Content starts
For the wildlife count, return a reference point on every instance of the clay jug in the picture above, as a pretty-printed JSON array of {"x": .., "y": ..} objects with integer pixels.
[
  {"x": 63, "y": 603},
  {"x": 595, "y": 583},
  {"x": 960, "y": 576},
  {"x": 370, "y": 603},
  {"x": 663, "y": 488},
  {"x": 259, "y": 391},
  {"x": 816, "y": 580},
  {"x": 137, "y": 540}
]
Content ends
Please restate the data word for word, every record included.

** Response for this exercise **
For the wildlife count, return a reference point on every instance of the clay jug in the picture above, as a pretty-printed JSON array of {"x": .., "y": ..} objects with integer pixels.
[
  {"x": 63, "y": 603},
  {"x": 595, "y": 583},
  {"x": 960, "y": 576},
  {"x": 370, "y": 603},
  {"x": 663, "y": 488},
  {"x": 259, "y": 391},
  {"x": 816, "y": 580},
  {"x": 137, "y": 540}
]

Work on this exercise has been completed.